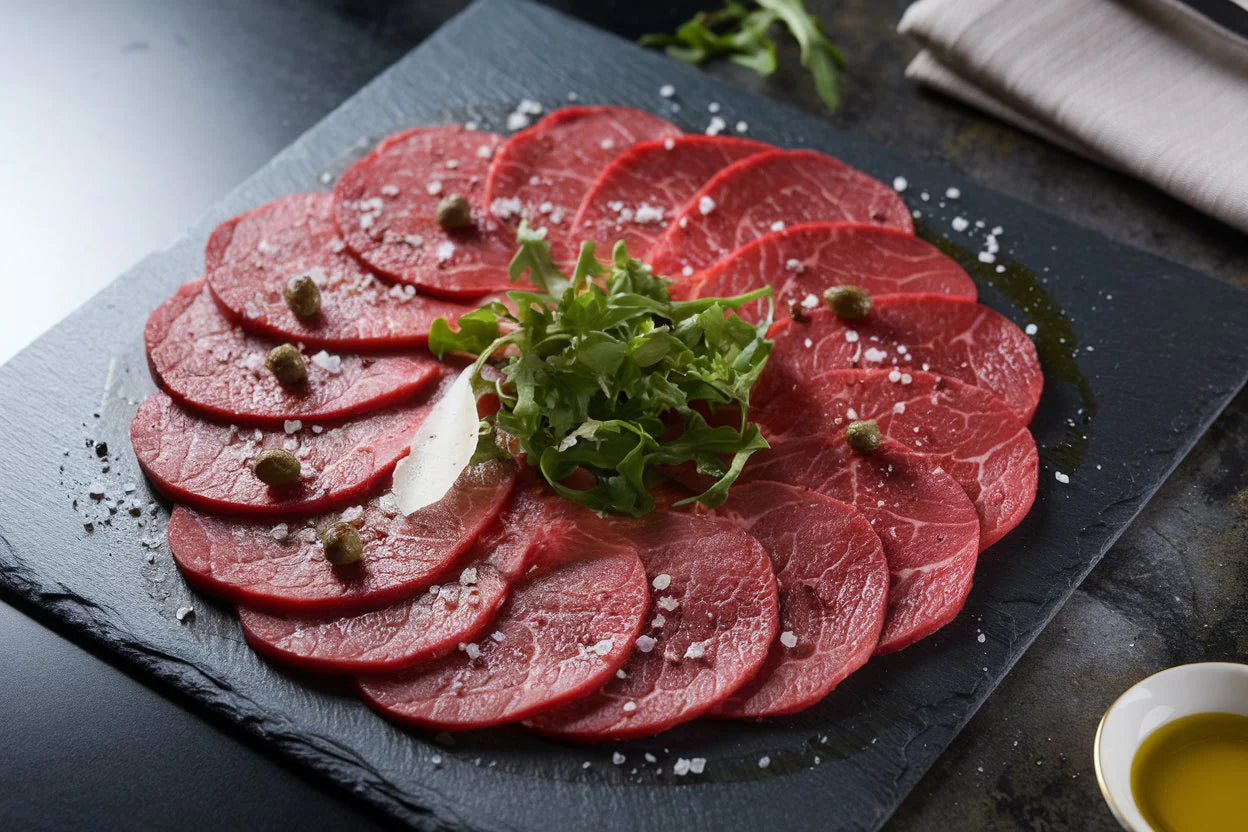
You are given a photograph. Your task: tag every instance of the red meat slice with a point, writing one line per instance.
(414, 630)
(252, 257)
(210, 364)
(209, 465)
(281, 568)
(966, 429)
(711, 624)
(639, 192)
(543, 172)
(834, 591)
(564, 630)
(800, 262)
(386, 208)
(925, 522)
(768, 192)
(951, 337)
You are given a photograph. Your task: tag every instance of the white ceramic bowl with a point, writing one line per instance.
(1150, 704)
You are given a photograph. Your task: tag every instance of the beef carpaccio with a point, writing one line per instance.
(293, 378)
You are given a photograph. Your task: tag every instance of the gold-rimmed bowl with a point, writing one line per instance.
(1146, 706)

■ **Problem requirements**:
Update the records from the line containing "of the beef" through the end of the records, replacing "gold-rimmed" with "gilt-edged" and leaving everything else unchanged. Give back only those lines.

■ **Complete response**:
You are given a photograph. Your task: tag every instance of the beef carpaccio with a point, writing one line per instance.
(293, 378)
You are given a photograph. Your task: tag every instance of the gilt-edged bowl with a point, writing one line per instance.
(1146, 706)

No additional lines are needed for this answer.